■ **EXTRAIT DU TEXTE**
▼▼▼

La situation financière de la Russie semble meilleure que celle de l’Occident (*)

Malgré le barrage de sanctions dont a fait l’objet l’économie russe au début de l’opération militaire russe en Ukraine, c’est l’économie occidentale qui semble en faire les frais au lieu de la cible visée.

Vendredi, la Banque centrale de Russie a réduit ses taux d’intérêt de 3 % (de 20 à 17 %). Et, bien que l’activité économique globale en Russie ait diminué, la production industrielle a augmenté de 4,5 % en mars. Le Premier ministre russe a déclaré qu’il s’attendait à ce que les problèmes de lignes d’approvisionnement causés par les sanctions soient résolus dans les 6 à 12 prochains mois. L’inflation est de 14,7 %, mais la Banque centrale a laissé entendre que le pire de cette poussée inflationniste était passé ; les dépôts bancaires augmentent et la stabilité financière revient.

▲▲▲

Enregistrements conservés
▼▼▼

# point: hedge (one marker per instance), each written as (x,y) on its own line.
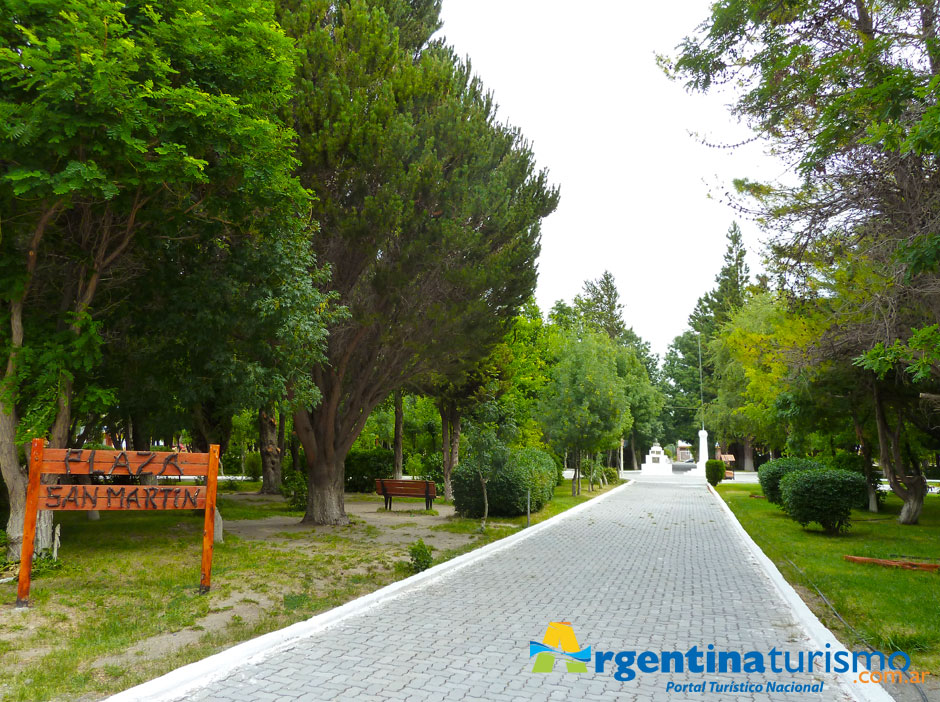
(771,472)
(856,464)
(714,471)
(508,484)
(824,496)
(363,467)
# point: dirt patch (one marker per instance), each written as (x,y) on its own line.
(235,608)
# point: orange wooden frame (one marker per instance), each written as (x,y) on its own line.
(45,461)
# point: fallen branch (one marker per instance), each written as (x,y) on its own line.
(907,565)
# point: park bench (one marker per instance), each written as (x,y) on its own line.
(406,488)
(728,458)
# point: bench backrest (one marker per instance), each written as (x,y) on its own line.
(406,488)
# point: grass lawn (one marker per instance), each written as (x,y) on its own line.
(122,606)
(894,609)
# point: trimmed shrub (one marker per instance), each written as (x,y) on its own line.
(363,467)
(421,558)
(824,496)
(520,471)
(253,465)
(856,464)
(413,464)
(714,471)
(771,472)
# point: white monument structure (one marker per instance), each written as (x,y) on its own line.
(657,462)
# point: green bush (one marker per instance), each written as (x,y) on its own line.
(363,467)
(714,471)
(253,465)
(520,470)
(294,488)
(421,558)
(771,472)
(823,495)
(413,464)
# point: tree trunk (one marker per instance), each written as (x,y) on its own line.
(140,441)
(399,428)
(270,457)
(910,488)
(325,493)
(450,443)
(748,454)
(574,475)
(454,442)
(868,469)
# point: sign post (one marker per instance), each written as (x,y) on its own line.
(117,497)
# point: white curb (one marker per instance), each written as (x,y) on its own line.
(178,683)
(816,631)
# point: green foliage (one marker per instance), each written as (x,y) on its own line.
(432,468)
(294,488)
(363,467)
(772,472)
(253,465)
(517,471)
(714,471)
(856,463)
(420,555)
(824,496)
(585,407)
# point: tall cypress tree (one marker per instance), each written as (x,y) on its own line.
(429,213)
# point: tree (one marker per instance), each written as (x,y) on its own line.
(429,211)
(844,91)
(166,127)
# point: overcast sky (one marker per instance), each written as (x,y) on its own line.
(581,81)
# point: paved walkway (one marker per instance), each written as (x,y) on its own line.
(654,566)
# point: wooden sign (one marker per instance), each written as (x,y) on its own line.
(69,462)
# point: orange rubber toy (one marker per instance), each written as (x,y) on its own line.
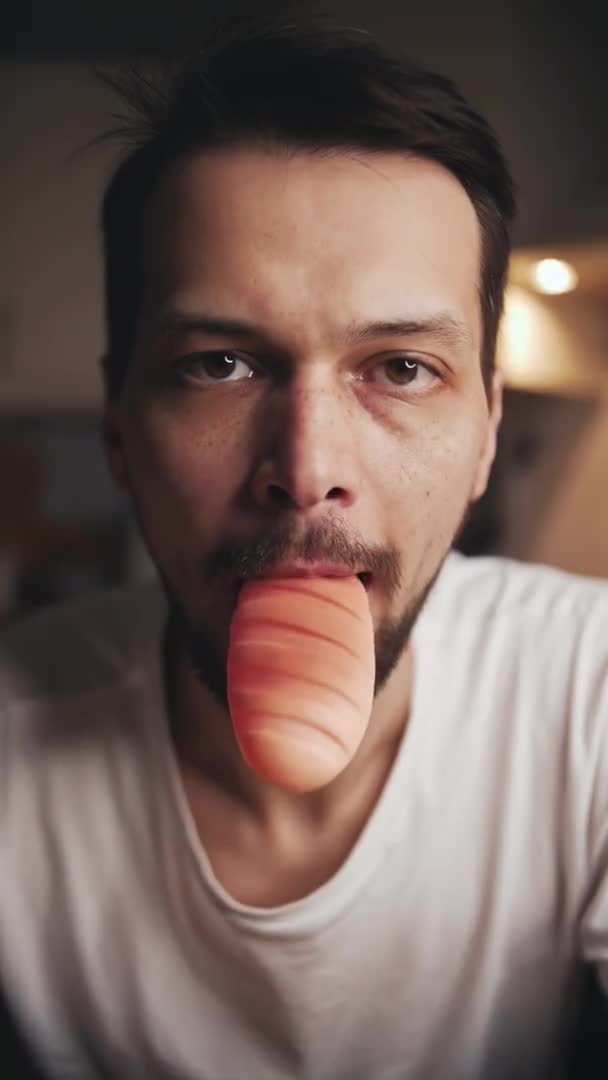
(300,677)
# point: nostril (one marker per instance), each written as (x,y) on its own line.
(279,495)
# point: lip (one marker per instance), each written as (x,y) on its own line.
(304,569)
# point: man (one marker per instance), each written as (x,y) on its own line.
(306,251)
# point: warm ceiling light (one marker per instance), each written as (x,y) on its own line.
(553,277)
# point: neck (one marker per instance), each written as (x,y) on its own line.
(208,754)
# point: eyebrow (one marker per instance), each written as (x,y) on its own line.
(443,328)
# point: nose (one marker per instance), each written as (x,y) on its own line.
(308,460)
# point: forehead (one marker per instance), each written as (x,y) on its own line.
(337,234)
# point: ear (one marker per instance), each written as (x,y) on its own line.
(113,445)
(488,448)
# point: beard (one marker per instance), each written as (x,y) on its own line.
(199,644)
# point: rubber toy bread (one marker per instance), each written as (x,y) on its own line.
(300,677)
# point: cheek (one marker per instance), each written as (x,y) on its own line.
(435,482)
(180,469)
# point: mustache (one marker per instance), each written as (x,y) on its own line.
(248,557)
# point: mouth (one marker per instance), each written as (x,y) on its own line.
(312,570)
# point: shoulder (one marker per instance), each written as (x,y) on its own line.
(530,640)
(81,647)
(509,596)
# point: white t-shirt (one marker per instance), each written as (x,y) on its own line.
(448,946)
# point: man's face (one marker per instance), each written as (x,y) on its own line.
(306,380)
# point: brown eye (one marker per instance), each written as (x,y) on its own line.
(402,369)
(217,366)
(406,373)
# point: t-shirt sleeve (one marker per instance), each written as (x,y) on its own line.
(591,782)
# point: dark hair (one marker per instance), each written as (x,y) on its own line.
(310,86)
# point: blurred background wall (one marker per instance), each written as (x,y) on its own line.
(536,69)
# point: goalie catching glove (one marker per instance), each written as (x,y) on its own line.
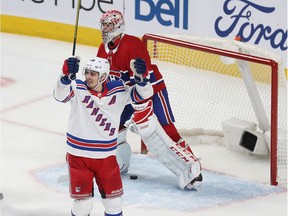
(70,68)
(177,159)
(138,66)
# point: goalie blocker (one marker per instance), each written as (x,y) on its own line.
(178,160)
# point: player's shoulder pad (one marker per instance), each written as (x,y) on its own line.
(115,84)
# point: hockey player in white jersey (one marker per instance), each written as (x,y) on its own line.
(96,106)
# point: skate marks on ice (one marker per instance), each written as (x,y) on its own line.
(156,187)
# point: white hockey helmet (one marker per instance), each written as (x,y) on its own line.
(100,65)
(112,24)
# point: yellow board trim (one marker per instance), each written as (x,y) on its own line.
(51,30)
(54,30)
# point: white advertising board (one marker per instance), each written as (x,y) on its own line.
(262,22)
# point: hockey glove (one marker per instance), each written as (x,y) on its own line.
(138,66)
(70,68)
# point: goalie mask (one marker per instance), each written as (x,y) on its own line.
(112,25)
(99,65)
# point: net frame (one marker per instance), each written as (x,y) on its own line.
(273,63)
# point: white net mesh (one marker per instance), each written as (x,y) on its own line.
(206,89)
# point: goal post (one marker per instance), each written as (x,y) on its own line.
(216,71)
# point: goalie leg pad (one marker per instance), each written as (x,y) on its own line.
(177,159)
(123,152)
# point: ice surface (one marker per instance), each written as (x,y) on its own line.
(33,174)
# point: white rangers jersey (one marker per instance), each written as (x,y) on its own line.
(94,117)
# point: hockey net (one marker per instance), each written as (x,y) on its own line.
(209,88)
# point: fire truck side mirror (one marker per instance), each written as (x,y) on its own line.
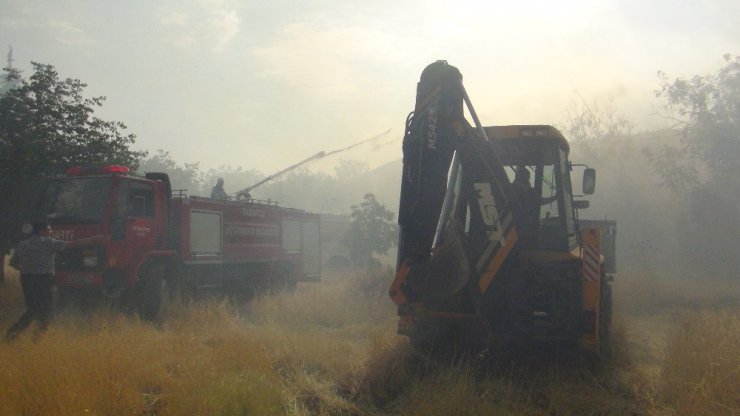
(589,181)
(119,228)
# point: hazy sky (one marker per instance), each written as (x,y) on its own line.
(262,84)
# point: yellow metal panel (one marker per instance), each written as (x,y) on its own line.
(591,282)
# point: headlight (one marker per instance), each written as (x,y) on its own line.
(90,261)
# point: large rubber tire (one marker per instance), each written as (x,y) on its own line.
(150,290)
(434,338)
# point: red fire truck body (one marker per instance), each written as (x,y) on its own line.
(157,238)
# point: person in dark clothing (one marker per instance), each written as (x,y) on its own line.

▲▲▲

■ **CONSIGNE 1**
Recopiez mot pour mot le passage du texte sur la situation financière de la Russie allant de « La situation financière » jusqu’à « stabilité financière revient. ».
■ **CONSIGNE 2**
Les affirmations suivantes concordent-elles avec le texte sur la situation financière de la Russie ? Répondez par oui ou par non, en citant à l’identique les mots du texte qui tranchent. (a) La Banque centrale de Russie a porté ses taux d’intérêt à 20 %. (b) La production industrielle russe a progressé de 4,5 % en mars. (c) Les dépôts bancaires sont en baisse.
■ **CONSIGNE 3**
Prolongez le texte sur la situation financière de la Russie au-delà de sa dernière phrase.

■ **RÉPONSE 1**
La situation financière de la Russie semble meilleure que celle de l’Occident (*)

Malgré le barrage de sanctions dont a fait l’objet l’économie russe au début de l’opération militaire russe en Ukraine, c’est l’économie occidentale qui semble en faire les frais au lieu de la cible visée.

Vendredi, la Banque centrale de Russie a réduit ses taux d’intérêt de 3 % (de 20 à 17 %). Et, bien que l’activité économique globale en Russie ait diminué, la production industrielle a augmenté de 4,5 % en mars. Le Premier ministre russe a déclaré qu’il s’attendait à ce que les problèmes de lignes d’approvisionnement causés par les sanctions soient résolus dans les 6 à 12 prochains mois. L’inflation est de 14,7 %, mais la Banque centrale a laissé entendre que le pire de cette poussée inflationniste était passé ; les dépôts bancaires augmentent et la stabilité financière revient.

■ **RÉPONSE 2**
(a) Non : « a réduit ses taux d’intérêt de 3 % (de 20 à 17 %) ».
(b) Oui : « la production industrielle a augmenté de 4,5 % en mars ».
(c) Non : « les dépôts bancaires augmentent ».

■ **RÉPONSE 3**
Même le Financial Times de Londres note des signes indiquant que le « secteur financier russe retrouve ses marques après le barrage initial des sanctions ». Et les ventes de pétrole et de gaz de la Russie – plus d’un milliard de dollars par jour en mars – signifient qu’elle continue à accumuler des recettes étrangères qui contribueront à compenser les réserves saisies par l’Occident. En l’état actuel des choses (c’est-à-dire à moins d’une interdiction totale des importations d’énergie par l’UE), la Russie devrait être en mesure de remplacer ces réserves saisies, et ce dans les plus brefs délais.

Le secteur bancaire national semble également s’être stabilisé. Le besoin de liquidités de la banque centrale a fortement diminué et le secteur bancaire commercial dans son ensemble pourrait bientôt se retrouver avec des dépôts excédentaires auprès de la CBR, note le Financial Times, qui cite l’analyse de l’Institute of International Finance.

Ainsi, contrairement aux attentes du G7 selon lesquelles les sanctions occidentales feraient s’effondrer l’économie russe, le FT affirme : « Chuchotez-le doucement … Le système financier russe semble se remettre du choc initial des sanctions ».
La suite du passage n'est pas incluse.